(Region pointing data)
━━━━━━━━━━━━━━━━━━━━

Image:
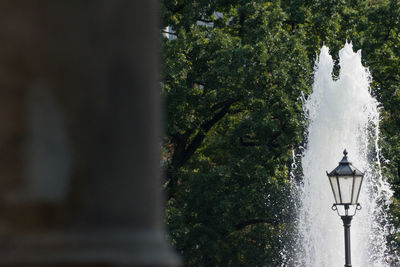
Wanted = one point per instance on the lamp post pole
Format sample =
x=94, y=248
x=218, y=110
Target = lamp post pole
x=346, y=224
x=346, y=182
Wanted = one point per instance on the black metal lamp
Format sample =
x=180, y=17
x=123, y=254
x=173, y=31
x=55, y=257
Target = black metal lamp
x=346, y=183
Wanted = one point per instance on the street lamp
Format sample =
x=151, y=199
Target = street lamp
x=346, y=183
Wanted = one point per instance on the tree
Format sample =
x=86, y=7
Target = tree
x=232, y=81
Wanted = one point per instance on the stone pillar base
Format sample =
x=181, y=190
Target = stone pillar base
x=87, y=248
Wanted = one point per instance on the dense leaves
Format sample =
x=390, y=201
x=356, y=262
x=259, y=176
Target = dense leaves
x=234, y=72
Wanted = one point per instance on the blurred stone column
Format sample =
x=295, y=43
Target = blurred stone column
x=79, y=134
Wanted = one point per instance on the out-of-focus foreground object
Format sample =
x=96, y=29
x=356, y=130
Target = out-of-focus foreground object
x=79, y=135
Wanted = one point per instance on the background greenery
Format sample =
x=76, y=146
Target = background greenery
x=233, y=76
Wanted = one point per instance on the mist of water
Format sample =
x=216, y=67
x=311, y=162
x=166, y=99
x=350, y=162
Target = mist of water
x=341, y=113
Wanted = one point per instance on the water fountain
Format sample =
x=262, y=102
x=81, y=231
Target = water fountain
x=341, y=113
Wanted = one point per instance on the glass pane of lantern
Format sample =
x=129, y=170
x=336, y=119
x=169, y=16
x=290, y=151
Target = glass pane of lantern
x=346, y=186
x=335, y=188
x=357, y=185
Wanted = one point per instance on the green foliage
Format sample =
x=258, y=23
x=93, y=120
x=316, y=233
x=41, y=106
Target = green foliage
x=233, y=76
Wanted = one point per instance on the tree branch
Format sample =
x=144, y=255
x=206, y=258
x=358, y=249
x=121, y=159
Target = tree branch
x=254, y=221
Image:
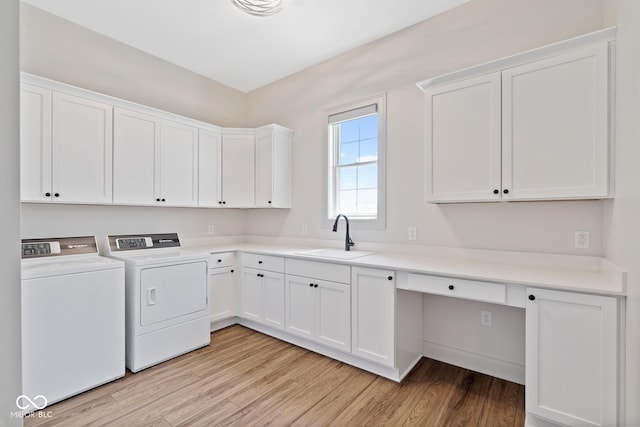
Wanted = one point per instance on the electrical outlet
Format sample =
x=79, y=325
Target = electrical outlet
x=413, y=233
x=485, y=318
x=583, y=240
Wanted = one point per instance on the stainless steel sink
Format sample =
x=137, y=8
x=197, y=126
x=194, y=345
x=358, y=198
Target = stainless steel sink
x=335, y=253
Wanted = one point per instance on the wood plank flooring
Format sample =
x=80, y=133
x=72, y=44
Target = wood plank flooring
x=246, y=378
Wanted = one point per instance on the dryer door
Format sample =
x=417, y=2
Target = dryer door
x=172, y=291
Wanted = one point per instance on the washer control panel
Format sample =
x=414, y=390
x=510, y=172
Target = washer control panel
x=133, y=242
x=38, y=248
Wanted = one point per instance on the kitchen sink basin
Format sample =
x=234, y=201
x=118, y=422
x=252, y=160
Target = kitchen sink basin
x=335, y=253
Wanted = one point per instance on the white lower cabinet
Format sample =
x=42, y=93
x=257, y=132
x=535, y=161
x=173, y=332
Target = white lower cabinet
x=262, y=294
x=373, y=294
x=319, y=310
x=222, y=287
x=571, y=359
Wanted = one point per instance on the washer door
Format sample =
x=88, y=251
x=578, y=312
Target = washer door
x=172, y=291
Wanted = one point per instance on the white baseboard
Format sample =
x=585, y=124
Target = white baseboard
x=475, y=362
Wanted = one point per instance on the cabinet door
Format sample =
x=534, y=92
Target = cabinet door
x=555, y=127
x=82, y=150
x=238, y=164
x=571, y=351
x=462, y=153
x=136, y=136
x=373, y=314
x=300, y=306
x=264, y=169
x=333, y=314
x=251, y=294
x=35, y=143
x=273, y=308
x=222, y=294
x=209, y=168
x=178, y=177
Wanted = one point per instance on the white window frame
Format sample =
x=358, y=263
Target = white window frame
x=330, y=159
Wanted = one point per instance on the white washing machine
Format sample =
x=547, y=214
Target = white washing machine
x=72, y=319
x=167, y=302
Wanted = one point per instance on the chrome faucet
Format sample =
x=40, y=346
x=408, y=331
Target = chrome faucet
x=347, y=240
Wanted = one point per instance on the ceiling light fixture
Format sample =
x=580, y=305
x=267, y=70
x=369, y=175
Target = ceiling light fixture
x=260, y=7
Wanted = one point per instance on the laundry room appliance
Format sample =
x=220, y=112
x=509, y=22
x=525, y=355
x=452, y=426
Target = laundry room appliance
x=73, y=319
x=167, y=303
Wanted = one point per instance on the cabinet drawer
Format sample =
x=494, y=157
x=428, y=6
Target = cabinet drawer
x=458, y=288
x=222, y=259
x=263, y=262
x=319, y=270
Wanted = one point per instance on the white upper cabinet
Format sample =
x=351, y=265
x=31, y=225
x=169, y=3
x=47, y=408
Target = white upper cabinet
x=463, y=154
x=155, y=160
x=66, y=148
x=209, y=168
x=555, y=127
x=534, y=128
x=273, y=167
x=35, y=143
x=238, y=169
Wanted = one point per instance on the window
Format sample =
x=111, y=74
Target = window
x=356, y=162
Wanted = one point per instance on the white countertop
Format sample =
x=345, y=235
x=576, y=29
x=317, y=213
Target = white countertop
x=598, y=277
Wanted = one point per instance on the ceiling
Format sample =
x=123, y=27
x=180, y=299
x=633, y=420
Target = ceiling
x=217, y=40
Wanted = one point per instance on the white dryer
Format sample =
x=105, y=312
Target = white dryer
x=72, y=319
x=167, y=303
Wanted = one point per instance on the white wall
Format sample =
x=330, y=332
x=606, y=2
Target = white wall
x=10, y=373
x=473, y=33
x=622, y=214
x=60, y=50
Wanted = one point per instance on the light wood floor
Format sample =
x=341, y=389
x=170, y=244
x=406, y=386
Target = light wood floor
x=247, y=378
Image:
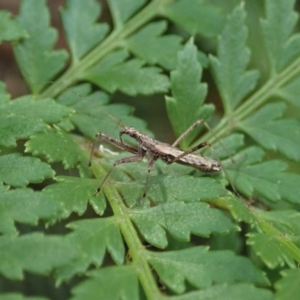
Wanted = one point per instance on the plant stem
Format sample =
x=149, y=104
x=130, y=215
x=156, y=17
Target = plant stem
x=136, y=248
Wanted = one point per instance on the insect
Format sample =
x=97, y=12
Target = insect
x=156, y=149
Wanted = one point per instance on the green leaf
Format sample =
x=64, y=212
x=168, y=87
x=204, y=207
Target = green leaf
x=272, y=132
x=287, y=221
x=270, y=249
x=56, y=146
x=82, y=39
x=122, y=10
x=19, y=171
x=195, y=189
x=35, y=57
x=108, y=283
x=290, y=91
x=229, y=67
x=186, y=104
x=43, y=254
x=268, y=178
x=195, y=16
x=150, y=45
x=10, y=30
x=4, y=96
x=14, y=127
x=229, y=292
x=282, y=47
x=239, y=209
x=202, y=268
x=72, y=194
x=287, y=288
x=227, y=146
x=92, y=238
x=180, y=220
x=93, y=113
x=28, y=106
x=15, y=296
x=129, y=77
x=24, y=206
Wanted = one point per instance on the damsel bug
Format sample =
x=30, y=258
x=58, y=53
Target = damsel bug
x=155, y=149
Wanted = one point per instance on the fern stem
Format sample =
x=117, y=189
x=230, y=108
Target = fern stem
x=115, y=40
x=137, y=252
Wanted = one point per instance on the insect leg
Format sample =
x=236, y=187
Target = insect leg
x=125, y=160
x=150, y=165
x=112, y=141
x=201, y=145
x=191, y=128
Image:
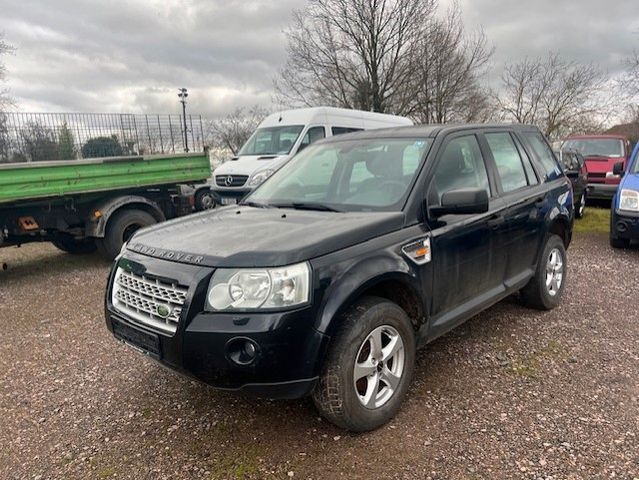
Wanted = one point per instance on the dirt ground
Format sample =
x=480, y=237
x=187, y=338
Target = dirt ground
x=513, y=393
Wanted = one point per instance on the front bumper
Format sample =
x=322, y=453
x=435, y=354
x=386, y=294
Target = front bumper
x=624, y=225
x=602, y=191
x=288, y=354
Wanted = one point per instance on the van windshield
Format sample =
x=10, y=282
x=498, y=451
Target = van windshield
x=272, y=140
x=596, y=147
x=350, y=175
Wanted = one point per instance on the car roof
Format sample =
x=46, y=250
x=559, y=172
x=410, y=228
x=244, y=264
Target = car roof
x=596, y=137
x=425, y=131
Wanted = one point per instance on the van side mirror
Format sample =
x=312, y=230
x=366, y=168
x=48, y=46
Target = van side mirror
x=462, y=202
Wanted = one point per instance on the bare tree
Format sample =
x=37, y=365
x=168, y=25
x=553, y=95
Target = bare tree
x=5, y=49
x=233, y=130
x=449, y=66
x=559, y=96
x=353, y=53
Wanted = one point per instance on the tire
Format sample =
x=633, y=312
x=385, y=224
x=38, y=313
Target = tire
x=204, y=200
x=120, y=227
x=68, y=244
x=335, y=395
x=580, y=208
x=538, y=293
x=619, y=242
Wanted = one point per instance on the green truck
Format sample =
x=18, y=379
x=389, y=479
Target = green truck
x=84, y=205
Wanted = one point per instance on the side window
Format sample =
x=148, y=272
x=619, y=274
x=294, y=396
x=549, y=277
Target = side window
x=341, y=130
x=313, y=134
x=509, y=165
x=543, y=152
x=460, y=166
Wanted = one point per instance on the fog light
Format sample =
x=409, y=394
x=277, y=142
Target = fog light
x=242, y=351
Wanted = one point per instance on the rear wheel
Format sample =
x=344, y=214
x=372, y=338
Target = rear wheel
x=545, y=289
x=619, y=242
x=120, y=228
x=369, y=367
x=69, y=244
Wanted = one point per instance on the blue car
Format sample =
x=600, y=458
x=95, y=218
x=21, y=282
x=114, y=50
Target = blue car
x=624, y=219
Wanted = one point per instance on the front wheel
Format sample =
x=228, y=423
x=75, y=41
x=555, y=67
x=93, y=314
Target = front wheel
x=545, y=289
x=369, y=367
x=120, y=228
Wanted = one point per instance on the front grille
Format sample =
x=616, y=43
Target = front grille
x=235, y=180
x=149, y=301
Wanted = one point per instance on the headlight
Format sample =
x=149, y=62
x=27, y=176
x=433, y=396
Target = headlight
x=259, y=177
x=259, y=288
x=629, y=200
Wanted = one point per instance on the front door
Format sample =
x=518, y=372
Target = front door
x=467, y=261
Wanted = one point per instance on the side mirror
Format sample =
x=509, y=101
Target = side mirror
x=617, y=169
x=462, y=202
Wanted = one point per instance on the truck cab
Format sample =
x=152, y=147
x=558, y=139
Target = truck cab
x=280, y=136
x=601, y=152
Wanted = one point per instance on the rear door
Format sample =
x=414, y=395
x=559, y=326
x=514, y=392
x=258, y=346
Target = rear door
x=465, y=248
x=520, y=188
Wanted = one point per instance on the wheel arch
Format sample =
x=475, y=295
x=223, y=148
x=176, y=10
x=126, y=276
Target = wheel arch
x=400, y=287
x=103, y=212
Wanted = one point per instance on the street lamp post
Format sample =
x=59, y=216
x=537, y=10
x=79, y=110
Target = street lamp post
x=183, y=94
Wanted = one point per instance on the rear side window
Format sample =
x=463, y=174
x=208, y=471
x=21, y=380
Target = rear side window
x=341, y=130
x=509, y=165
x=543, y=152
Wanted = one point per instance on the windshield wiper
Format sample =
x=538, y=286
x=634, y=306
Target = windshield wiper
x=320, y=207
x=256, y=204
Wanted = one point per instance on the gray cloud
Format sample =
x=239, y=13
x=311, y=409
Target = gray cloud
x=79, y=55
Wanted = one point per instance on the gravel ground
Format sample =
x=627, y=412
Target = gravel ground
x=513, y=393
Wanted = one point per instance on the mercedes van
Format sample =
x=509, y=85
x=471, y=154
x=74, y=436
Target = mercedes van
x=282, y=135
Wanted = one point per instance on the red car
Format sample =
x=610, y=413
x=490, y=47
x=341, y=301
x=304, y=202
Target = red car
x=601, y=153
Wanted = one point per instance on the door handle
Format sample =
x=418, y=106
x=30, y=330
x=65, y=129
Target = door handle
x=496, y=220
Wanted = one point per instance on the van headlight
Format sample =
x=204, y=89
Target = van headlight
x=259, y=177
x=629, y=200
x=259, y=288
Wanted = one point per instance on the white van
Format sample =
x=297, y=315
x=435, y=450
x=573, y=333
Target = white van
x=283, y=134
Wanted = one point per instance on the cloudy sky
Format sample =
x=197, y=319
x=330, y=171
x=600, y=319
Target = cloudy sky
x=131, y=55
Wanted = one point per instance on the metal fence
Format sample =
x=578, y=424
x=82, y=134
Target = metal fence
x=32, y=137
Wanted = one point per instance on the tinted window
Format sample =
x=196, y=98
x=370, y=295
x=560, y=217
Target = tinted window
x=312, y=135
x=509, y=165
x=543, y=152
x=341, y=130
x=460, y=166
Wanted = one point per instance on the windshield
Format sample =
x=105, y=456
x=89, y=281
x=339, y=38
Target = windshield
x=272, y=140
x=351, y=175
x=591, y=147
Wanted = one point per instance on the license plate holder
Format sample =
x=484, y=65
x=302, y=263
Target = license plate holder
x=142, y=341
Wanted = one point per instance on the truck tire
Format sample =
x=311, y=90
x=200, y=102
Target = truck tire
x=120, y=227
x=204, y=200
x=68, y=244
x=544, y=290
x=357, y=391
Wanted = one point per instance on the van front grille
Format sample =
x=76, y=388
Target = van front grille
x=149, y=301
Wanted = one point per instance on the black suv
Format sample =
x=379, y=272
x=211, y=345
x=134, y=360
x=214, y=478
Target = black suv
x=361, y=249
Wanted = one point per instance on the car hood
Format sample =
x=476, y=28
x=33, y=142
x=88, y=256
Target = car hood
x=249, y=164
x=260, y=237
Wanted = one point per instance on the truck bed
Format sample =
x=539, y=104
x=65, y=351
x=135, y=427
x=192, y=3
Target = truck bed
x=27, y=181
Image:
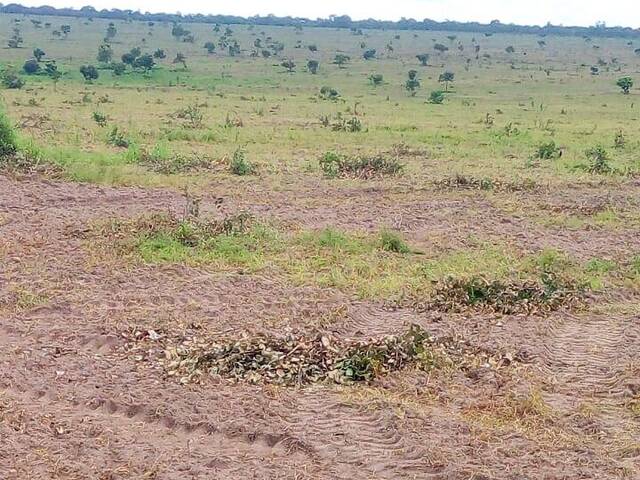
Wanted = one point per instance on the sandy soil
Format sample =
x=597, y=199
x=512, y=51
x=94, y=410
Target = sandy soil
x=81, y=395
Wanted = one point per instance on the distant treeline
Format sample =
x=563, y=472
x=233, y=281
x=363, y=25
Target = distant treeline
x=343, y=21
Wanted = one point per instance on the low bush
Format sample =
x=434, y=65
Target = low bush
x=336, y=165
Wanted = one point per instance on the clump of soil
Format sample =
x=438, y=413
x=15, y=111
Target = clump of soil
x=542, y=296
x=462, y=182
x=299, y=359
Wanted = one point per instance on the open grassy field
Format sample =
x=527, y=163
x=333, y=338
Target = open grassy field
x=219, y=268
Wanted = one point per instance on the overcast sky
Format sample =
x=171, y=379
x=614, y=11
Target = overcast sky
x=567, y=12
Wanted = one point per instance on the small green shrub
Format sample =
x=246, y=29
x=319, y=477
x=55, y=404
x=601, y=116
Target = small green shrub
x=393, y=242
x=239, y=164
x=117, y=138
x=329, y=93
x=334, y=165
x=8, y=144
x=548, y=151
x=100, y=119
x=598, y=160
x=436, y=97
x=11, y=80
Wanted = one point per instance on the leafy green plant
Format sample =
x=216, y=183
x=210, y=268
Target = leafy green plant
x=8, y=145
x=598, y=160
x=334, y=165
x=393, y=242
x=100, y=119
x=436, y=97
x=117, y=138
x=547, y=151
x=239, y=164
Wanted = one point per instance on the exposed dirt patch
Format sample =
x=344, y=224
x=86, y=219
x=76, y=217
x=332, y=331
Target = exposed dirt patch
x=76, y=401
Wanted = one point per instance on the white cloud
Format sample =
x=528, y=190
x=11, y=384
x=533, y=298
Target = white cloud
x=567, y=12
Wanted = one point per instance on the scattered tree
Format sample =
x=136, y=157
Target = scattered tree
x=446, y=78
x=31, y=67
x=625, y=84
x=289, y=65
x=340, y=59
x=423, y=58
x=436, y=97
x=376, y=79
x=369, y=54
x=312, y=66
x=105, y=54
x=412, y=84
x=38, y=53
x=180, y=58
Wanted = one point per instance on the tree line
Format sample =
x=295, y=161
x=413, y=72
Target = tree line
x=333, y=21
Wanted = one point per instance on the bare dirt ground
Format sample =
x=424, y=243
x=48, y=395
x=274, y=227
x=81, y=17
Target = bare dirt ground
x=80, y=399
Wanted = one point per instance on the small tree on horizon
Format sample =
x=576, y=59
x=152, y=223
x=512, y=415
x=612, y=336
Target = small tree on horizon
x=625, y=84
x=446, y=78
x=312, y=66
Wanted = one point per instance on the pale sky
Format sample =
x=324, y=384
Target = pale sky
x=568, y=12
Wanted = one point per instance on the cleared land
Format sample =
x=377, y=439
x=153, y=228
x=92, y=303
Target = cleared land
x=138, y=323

━━━━━━━━━━━━━━━━━━━━

Problem description
Each line from the start of the entries through the line with "x=123, y=254" is to be restated exactly, and the pictures are to be skipped.

Reply
Image:
Wanted = one point per instance on the lamp post pole
Format sample =
x=94, y=248
x=218, y=110
Target = lamp post pole
x=346, y=224
x=346, y=182
Wanted = one point per instance on the black metal lamp
Format sample =
x=180, y=17
x=123, y=254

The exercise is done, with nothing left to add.